Most of the time, I felt like an outsider. Because I didn’t really get along with the people at my school, I looked to the church for support and soon found a group of Christian friends who went to my church. Finally, these were some people who accepted me for who I was, and I didn’t feel like such an outsider anymore. Of course, I didn’t tell them I was gay; then they wouldn’t like me anymore. During high school, I told three people in my church group. One girl took it very well, while the other two guys accepted me as a friend but condemned “my sin” and didn’t want to talk about my feelings. It was okay at first, but it ended up hurting me because I couldn’t tell my closest friends how I felt toward other people.
Now that I am in college, things are a little different. I live in the dorms, and I am still hesitant every so often about coming out to people because I’m afraid that they will reject me or condemn me. I guess I’m expecting what some of my friends from church did. But so far, all of my coming-out experiences have been positive, even though I’ve only come out to four people on my dorm floor. I’ve been starting to hang around more gay people, also, so I am gradually coming out of my shell.
Six years of church and all your friends being Christian do rub off on you. Through high school, I had learned that while loving another guy wasn’t bad, having sex with him was. I’m not so sure if I believe that anymore. Some of it has gone away after going to college. I’ve told most of my friends that these are my years to “discover myself,” and they’ve taken it rather well that I haven’t gone to church at Davis.

EXERCISES TO COMPLETE
A – Repeat the account of coming out word for word from "Most of the" to "toward other people.".
B – In the account of coming out, how many people on the dorm floor has the writer come out to?
The lines that follow have no connection to the account of coming out.

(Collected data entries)
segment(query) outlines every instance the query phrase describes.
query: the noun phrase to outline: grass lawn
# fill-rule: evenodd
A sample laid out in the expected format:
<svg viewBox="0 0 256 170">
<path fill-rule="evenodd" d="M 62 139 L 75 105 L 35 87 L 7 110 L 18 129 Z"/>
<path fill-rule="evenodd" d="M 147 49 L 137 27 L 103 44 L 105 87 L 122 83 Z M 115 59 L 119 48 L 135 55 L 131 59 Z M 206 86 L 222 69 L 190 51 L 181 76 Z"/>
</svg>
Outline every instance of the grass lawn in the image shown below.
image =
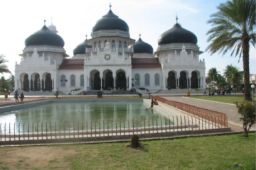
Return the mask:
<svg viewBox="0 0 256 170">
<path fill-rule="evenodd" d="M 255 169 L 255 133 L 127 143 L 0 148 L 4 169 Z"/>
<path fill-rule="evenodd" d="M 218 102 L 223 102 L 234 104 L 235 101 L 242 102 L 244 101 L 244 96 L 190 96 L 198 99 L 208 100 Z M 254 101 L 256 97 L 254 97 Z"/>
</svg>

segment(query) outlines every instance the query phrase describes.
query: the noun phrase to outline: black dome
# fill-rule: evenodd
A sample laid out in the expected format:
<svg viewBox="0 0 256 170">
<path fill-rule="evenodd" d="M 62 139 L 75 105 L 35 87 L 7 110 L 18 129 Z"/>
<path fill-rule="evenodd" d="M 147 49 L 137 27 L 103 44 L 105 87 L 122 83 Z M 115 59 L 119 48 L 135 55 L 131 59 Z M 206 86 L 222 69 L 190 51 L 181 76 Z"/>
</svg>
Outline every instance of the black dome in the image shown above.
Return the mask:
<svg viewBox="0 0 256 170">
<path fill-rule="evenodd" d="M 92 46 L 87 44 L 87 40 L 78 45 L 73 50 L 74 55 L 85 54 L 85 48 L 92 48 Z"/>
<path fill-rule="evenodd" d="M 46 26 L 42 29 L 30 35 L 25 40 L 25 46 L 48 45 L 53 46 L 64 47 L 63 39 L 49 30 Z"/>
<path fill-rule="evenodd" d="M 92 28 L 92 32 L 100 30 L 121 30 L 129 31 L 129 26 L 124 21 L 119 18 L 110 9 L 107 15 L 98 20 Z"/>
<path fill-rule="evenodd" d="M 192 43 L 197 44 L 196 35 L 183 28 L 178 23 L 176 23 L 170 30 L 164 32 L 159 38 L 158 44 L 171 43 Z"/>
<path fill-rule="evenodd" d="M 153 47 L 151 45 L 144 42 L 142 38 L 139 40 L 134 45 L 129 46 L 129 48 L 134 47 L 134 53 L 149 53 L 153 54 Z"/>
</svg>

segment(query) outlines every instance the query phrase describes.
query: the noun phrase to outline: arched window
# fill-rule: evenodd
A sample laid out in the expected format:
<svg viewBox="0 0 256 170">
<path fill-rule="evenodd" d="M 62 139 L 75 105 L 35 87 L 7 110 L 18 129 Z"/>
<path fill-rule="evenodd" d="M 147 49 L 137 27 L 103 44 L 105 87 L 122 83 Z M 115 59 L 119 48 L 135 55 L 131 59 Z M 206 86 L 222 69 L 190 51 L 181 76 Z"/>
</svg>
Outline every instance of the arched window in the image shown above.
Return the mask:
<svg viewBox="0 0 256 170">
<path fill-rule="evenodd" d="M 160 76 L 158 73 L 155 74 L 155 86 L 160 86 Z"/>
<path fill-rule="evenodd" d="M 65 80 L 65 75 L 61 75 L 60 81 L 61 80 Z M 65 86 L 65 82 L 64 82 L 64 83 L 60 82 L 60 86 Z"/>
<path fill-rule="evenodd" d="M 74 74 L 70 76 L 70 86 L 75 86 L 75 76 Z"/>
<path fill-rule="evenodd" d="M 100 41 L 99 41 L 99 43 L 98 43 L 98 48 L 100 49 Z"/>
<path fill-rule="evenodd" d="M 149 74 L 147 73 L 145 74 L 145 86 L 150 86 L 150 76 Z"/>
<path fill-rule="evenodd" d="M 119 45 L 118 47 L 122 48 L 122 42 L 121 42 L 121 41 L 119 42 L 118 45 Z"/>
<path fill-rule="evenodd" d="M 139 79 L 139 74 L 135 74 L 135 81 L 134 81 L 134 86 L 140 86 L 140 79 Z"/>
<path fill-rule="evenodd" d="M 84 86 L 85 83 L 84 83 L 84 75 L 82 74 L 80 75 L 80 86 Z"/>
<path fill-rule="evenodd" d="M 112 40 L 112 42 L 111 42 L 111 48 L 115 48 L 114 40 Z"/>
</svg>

---

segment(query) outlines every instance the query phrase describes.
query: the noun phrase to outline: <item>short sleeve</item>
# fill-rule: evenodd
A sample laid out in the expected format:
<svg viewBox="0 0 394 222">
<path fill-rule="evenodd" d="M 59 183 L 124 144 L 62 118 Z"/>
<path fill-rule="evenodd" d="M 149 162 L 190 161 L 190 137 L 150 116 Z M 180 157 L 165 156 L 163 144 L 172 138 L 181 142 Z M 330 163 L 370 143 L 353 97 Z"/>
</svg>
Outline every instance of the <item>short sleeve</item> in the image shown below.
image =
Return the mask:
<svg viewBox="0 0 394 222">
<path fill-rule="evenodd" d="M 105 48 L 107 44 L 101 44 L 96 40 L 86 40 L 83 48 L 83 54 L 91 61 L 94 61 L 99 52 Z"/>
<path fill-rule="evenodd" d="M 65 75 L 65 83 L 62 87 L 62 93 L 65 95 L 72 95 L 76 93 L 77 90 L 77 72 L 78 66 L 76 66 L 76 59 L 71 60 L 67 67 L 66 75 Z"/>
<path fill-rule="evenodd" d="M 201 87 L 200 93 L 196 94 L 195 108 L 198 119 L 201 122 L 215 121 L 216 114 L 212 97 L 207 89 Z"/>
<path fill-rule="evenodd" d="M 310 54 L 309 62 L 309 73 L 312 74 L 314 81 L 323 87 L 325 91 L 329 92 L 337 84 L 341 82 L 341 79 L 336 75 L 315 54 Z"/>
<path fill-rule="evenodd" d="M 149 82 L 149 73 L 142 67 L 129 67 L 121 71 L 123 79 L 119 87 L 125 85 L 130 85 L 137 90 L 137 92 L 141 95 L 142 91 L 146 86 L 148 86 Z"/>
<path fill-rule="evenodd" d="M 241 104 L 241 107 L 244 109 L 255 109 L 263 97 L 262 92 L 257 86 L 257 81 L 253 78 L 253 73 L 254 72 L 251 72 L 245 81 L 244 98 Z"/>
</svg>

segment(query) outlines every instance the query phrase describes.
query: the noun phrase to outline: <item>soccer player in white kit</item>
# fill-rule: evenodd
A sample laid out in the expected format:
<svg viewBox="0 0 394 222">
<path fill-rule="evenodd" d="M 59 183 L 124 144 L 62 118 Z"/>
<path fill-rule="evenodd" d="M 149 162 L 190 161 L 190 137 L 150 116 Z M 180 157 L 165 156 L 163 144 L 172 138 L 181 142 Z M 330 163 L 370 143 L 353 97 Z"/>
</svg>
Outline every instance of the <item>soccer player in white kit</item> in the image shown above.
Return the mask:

ANSWERS TO THE EXERCISE
A –
Most of the time, I felt like an outsider. Because I didn’t really get along with the people at my school, I looked to the church for support and soon found a group of Christian friends who went to my church. Finally, these were some people who accepted me for who I was, and I didn’t feel like such an outsider anymore. Of course, I didn’t tell them I was gay; then they wouldn’t like me anymore. During high school, I told three people in my church group. One girl took it very well, while the other two guys accepted me as a friend but condemned “my sin” and didn’t want to talk about my feelings. It was okay at first, but it ended up hurting me because I couldn’t tell my closest friends how I felt toward other people.

B – Four people.